Pointing and labeling entries:
####################
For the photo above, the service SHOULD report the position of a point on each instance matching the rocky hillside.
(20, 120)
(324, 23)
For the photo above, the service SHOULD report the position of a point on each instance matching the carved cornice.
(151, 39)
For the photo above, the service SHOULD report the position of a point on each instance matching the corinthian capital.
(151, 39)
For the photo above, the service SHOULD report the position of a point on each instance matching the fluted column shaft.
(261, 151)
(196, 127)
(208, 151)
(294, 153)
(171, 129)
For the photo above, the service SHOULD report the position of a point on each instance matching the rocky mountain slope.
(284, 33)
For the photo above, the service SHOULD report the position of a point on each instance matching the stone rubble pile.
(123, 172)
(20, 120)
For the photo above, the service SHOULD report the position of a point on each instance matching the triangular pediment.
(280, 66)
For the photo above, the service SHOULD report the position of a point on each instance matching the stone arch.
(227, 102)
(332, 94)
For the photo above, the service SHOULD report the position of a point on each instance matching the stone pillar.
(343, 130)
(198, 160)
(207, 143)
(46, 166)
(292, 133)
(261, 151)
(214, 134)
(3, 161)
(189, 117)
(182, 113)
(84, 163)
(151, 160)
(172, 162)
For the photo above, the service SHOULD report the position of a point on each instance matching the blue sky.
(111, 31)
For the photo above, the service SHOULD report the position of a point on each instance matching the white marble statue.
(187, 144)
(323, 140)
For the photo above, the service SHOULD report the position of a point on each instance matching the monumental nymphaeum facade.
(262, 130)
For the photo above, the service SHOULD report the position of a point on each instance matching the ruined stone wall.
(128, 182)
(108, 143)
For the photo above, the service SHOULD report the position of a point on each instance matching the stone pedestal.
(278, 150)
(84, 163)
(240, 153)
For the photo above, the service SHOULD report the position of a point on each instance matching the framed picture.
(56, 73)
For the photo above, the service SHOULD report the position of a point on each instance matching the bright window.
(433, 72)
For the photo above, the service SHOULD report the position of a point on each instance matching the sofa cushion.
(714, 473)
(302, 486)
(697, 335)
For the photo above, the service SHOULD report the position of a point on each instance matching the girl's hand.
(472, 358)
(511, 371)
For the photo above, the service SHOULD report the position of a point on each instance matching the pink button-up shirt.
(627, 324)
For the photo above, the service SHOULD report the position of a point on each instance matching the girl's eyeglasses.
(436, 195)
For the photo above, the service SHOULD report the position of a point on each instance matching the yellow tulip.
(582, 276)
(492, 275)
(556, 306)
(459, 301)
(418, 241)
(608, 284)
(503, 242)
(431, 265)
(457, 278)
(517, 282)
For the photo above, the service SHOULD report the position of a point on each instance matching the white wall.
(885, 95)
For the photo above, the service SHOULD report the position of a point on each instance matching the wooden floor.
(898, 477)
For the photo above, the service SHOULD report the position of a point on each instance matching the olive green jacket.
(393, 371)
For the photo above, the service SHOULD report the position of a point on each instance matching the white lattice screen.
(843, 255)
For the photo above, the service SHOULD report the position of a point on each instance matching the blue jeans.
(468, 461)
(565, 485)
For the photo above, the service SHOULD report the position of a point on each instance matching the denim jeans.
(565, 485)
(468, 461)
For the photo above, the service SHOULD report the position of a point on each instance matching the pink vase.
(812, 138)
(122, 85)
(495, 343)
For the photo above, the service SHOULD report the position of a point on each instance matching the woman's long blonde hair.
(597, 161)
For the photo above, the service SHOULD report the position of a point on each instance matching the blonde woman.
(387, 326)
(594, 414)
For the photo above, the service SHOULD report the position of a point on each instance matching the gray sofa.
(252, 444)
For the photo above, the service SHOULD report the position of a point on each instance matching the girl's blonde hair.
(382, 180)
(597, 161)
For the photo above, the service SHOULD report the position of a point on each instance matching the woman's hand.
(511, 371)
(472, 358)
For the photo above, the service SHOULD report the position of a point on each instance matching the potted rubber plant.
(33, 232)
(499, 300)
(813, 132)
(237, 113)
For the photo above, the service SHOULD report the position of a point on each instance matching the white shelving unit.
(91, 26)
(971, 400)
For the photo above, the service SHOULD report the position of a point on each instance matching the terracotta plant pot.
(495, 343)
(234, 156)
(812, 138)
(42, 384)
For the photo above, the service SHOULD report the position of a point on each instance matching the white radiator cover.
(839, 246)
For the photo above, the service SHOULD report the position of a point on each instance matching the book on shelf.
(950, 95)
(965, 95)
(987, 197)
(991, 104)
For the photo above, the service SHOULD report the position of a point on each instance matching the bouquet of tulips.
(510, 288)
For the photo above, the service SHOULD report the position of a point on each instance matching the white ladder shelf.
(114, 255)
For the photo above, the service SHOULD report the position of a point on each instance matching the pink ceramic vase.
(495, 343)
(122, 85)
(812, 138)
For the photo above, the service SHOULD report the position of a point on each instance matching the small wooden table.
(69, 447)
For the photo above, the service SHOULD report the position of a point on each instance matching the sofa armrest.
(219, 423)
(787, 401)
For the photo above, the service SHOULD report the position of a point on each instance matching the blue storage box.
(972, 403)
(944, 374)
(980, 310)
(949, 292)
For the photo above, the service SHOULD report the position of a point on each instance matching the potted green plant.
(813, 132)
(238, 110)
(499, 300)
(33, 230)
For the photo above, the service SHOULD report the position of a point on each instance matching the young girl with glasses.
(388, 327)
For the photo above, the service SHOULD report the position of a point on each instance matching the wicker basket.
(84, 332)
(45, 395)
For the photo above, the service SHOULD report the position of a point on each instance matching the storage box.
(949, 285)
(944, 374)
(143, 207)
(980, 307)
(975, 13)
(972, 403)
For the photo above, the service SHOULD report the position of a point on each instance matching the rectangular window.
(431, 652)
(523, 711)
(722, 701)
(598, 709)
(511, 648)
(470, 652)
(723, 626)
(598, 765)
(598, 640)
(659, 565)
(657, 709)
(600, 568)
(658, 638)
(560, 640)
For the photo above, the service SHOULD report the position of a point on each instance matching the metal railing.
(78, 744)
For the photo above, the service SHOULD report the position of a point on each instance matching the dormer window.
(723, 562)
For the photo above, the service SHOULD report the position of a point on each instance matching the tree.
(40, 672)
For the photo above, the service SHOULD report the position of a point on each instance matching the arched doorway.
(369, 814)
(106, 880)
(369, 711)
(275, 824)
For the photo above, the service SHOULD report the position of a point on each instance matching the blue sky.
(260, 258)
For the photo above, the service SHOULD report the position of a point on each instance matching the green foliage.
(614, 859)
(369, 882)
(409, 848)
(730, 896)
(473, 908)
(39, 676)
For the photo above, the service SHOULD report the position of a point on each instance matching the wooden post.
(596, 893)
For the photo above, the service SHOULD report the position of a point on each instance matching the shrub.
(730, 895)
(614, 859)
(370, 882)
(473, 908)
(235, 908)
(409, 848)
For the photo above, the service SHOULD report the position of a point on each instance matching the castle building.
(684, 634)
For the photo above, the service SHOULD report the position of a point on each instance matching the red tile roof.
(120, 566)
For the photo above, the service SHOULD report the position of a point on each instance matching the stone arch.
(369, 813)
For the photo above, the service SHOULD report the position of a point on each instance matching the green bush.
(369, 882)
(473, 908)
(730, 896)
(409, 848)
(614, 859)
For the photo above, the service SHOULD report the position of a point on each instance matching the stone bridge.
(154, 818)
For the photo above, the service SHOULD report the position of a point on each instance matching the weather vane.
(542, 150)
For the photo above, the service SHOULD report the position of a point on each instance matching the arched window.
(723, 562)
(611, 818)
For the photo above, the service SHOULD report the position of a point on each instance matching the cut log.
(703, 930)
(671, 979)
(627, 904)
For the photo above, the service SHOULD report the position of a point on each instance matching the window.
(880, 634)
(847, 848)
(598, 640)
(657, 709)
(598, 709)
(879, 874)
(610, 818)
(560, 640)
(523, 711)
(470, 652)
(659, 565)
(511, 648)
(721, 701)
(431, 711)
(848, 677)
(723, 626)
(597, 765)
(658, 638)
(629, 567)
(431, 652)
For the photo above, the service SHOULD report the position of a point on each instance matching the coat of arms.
####################
Produce an exact copy of the lines from the one containing "the castle building." through the last line, and of nothing else.

For the photo above, the service SHOULD report the position of a point on each instance matching the castle building.
(684, 634)
For the photo above, the service SHOULD report the position of a point on each instance matching the red tile roof.
(120, 566)
For the photo above, the service SHOULD report the position of a point on each instance matching the stone arch.
(369, 813)
For the photo above, the service SHOULD report the position of a point on each instance matching the green bush.
(369, 882)
(473, 908)
(730, 896)
(409, 848)
(614, 859)
For the photo above, the service SHOULD report the position of a point on each instance matching the stone bridge.
(154, 818)
For the photo above, the service SHOULD report the position of a point on each instance matching the weather vane.
(542, 150)
For the photo above, the service SHOULD report the position of a point on each instance matching the arched window.
(723, 562)
(611, 818)
For the photo above, the service SHOULD report the position of a point on each instance matching the cut log.
(703, 930)
(671, 979)
(627, 904)
For the photo above, the service SHOULD report the position of a point on each instance matching the window.
(880, 634)
(847, 848)
(598, 640)
(657, 709)
(598, 709)
(879, 874)
(610, 818)
(560, 640)
(523, 711)
(470, 652)
(659, 565)
(511, 648)
(721, 701)
(431, 711)
(848, 677)
(723, 626)
(597, 765)
(658, 638)
(629, 567)
(431, 652)
For the photo above, the service SHOULD report the position of a point on each instance matching the coat of arms.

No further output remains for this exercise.